### What you should do
Rewrite the listing below with each "image" replaced by "photo", changing nothing else, and leave the pictures out.

----- Material for this task -----

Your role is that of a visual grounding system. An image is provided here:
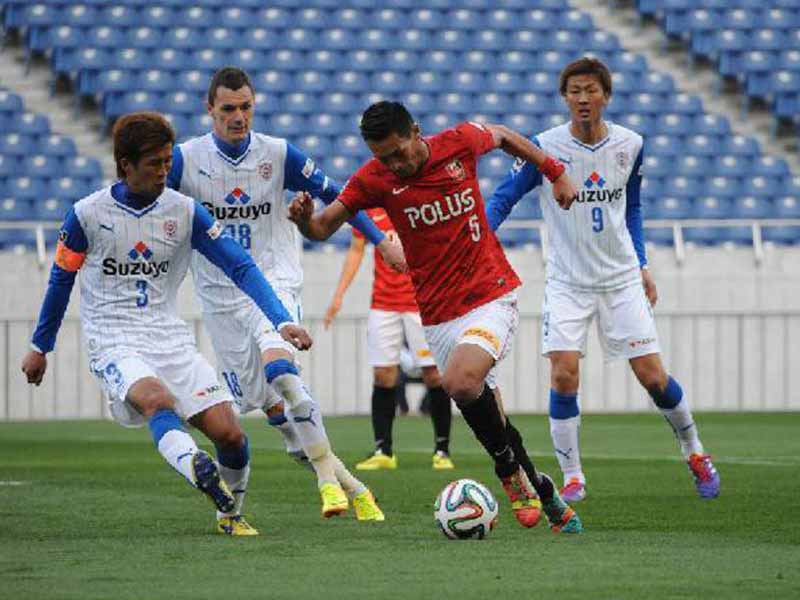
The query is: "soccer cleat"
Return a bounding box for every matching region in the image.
[542,473,583,533]
[192,450,236,513]
[319,483,349,519]
[353,490,386,521]
[432,450,456,471]
[686,453,720,498]
[217,515,258,536]
[500,467,542,527]
[561,477,586,503]
[356,450,397,471]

-----

### Result of this task
Your role is that of a visual grounding system. An photo is provided here:
The query is: "soccer cleat"
Return a bounding box for every matching region in the photo.
[542,473,583,533]
[192,450,236,513]
[319,483,349,519]
[353,490,386,521]
[432,450,456,471]
[686,453,720,498]
[217,515,258,536]
[500,467,542,527]
[561,477,586,503]
[356,450,397,471]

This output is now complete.